EXERCISE OBJECTIVE =
Copy all entries exactly.

RECORD EXCERPTS =

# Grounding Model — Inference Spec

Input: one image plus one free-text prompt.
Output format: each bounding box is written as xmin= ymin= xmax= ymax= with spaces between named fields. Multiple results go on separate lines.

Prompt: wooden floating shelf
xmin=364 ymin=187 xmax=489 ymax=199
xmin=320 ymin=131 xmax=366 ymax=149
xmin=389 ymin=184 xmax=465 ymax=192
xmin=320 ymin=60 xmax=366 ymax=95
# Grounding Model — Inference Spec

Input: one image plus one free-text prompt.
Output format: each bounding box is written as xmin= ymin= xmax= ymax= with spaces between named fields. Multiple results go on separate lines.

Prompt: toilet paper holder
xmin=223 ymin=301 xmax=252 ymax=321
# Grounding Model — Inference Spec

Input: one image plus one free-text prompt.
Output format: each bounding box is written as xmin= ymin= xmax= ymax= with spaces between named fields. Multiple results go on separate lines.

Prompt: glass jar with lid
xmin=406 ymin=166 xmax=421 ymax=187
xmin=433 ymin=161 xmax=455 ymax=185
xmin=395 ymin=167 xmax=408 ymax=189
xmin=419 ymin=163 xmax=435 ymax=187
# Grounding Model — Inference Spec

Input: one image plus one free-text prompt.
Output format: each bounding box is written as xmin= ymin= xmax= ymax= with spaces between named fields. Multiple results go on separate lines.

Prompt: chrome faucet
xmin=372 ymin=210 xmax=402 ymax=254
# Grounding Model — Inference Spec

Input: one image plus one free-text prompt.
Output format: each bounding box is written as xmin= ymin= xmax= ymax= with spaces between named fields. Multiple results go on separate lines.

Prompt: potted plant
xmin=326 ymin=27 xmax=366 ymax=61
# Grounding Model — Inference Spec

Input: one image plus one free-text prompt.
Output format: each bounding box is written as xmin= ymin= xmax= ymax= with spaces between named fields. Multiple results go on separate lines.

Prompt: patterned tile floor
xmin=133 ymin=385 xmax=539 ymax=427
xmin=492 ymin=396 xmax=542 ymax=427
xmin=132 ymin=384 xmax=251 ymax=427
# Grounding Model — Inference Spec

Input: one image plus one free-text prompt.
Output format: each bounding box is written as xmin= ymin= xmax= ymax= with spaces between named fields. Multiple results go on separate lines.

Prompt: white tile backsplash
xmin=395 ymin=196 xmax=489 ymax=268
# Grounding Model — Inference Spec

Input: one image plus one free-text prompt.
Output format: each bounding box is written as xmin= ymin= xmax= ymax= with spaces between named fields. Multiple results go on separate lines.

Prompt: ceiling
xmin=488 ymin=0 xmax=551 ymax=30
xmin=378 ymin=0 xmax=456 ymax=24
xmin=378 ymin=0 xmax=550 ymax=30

RESPONSE TO THE EXERCISE =
# Grounding Model — Inference Spec

Input: one image plus one free-text prompt.
Output format: each bounding box is written as xmin= ymin= xmax= ymax= with spaces between named fields. Multiple results go on separate lines.

Prompt: wooden floating shelf
xmin=364 ymin=187 xmax=489 ymax=199
xmin=320 ymin=131 xmax=366 ymax=149
xmin=389 ymin=184 xmax=465 ymax=192
xmin=320 ymin=60 xmax=366 ymax=95
# Grounding Model — Inference Spec

Input: one image plus one free-text prompt.
Output format: each bounding box is written as xmin= ymin= xmax= ymax= with spaces between named fields. Multiple results go on separate lines.

Prompt: toilet paper holder
xmin=223 ymin=301 xmax=252 ymax=321
# Grounding Model — Inference Spec

Input: one image plus one free-text prompt.
Output format: each bounding box is written as xmin= ymin= xmax= ymax= with spaces between named fields. Multiple results go on separate lines.

Prompt: glass jar with lid
xmin=406 ymin=166 xmax=421 ymax=187
xmin=433 ymin=161 xmax=455 ymax=185
xmin=395 ymin=167 xmax=408 ymax=189
xmin=419 ymin=163 xmax=435 ymax=187
# Grounding Model — Inference Spec

Input: one image plus one free-text prompt.
Output format: each bounding box is written as xmin= ymin= xmax= ymax= with spaces between named fields. Multiple results go on separate lines.

Prompt: chrome faucet
xmin=372 ymin=210 xmax=402 ymax=254
# Grounding Model — Inference Spec

Input: one image plus one free-text prompt.
Output format: each bounding box is written as xmin= ymin= xmax= ymax= with spaces between named fields. Multiple results go on separate lines.

Prompt: potted plant
xmin=326 ymin=27 xmax=366 ymax=61
# Grounding Model — Inference Spec

Input: one image plus one free-text prompt.
Output format: each bounding box is written as xmin= ymin= xmax= ymax= with spaces between named fields. Multiple results go on separate lines.

Prompt: patterned tile floor
xmin=133 ymin=385 xmax=539 ymax=427
xmin=492 ymin=396 xmax=542 ymax=427
xmin=132 ymin=384 xmax=251 ymax=427
# Grounding Model — Inference Spec

Input: one image plus one free-text prompt.
Output format: each bounding box is written as xmin= ymin= xmax= ymax= with spaces between named fields. Multiple results go on separate lines.

Prompt: white tile backsplash
xmin=395 ymin=196 xmax=489 ymax=268
# Grounding Model — Inference Spec

Input: one image plus one free-text prompt.
Output format: each bounding box is written as xmin= ymin= xmax= ymax= with spaces between named fields. Multiple results go on separate lines.

Prompt: ceiling
xmin=488 ymin=0 xmax=551 ymax=30
xmin=378 ymin=0 xmax=456 ymax=24
xmin=378 ymin=0 xmax=550 ymax=30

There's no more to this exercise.